▸ **RECORDS FOR THE EXERCISE**
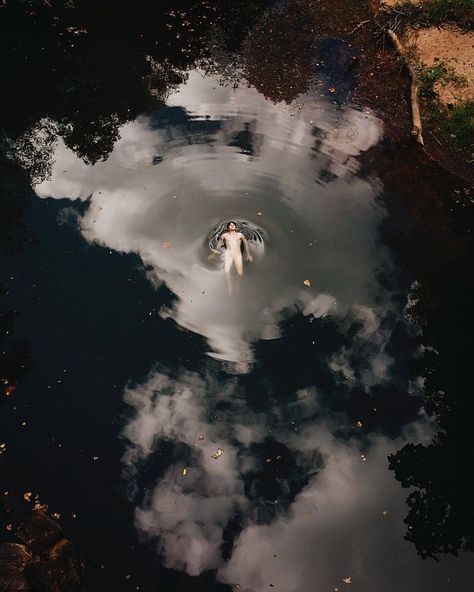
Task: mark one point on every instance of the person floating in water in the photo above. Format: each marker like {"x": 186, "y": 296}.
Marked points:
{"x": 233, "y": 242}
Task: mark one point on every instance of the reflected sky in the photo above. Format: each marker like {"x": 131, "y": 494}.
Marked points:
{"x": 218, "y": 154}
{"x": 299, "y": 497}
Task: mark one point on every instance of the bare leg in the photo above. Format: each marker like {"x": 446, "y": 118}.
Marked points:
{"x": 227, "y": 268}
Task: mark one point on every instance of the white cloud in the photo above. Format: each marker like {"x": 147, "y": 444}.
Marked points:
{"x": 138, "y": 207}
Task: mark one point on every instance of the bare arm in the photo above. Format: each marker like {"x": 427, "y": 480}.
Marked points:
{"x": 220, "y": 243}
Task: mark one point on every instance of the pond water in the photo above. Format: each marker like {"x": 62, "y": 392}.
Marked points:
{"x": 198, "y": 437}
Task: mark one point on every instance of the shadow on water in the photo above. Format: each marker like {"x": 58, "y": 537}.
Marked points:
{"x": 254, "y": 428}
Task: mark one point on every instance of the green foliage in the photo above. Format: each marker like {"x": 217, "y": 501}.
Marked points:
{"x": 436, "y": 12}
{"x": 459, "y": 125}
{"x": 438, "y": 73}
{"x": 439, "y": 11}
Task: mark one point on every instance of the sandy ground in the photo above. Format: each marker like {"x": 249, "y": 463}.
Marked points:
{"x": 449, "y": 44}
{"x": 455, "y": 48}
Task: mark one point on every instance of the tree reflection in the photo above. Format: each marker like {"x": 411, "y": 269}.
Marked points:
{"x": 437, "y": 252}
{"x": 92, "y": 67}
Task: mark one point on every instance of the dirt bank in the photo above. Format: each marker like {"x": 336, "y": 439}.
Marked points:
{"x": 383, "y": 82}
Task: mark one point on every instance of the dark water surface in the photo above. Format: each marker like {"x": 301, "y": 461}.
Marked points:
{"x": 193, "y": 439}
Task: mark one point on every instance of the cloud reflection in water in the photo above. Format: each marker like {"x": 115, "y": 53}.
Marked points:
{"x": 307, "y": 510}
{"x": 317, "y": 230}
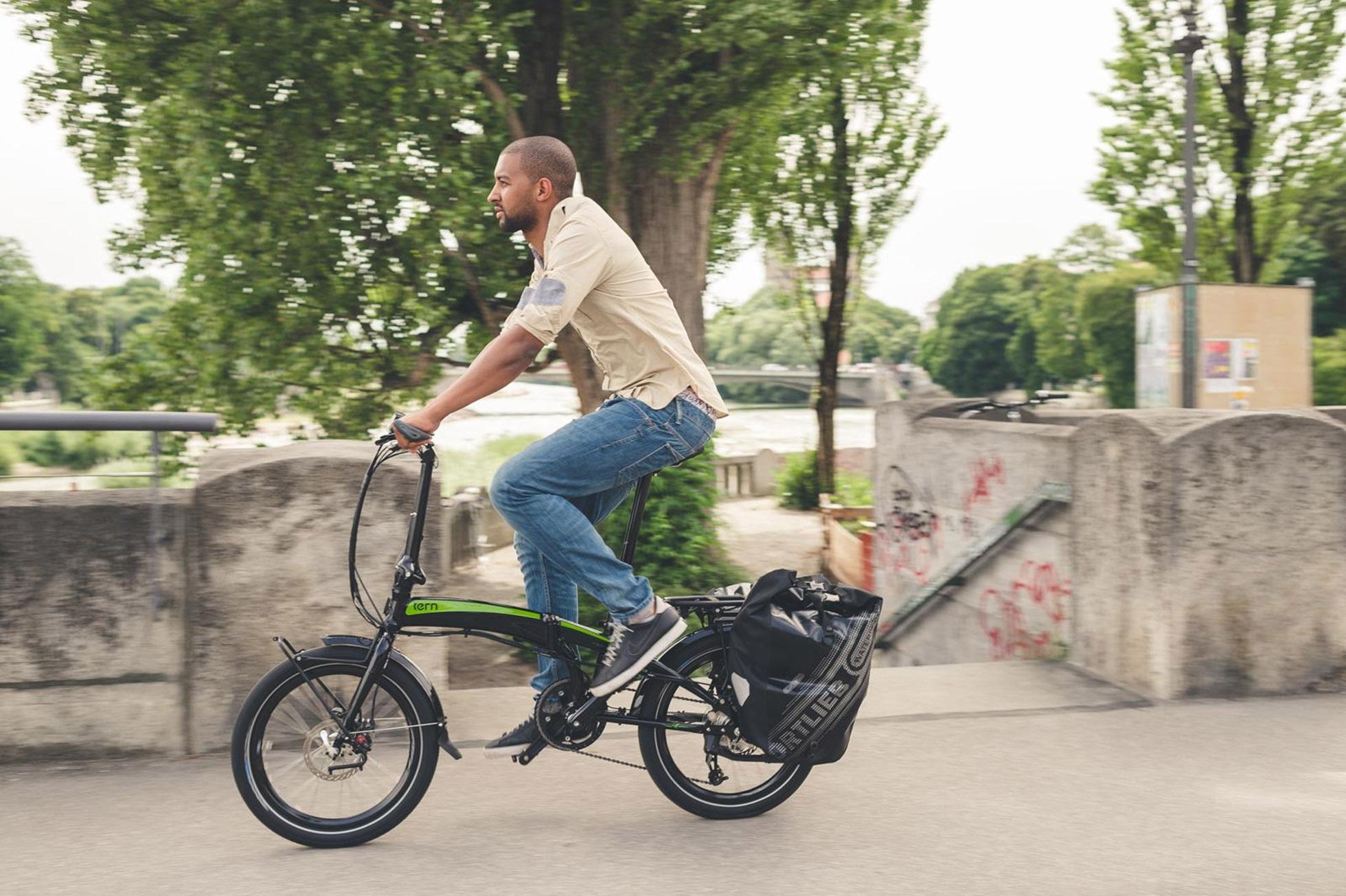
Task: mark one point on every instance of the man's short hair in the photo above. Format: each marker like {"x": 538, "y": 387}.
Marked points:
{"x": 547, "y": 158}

▸ **STATED EXERCISE**
Output the lines as a numbered list, from the line containing "Task: mark one point on every instance of the man's" through the end of the records, both ends included. Leave out any blank lines.

▸ **SOLUTION**
1. Task: mark one point on every instance of the man's short hair in the photo above. Format: each marker like {"x": 538, "y": 387}.
2. Marked points:
3. {"x": 547, "y": 158}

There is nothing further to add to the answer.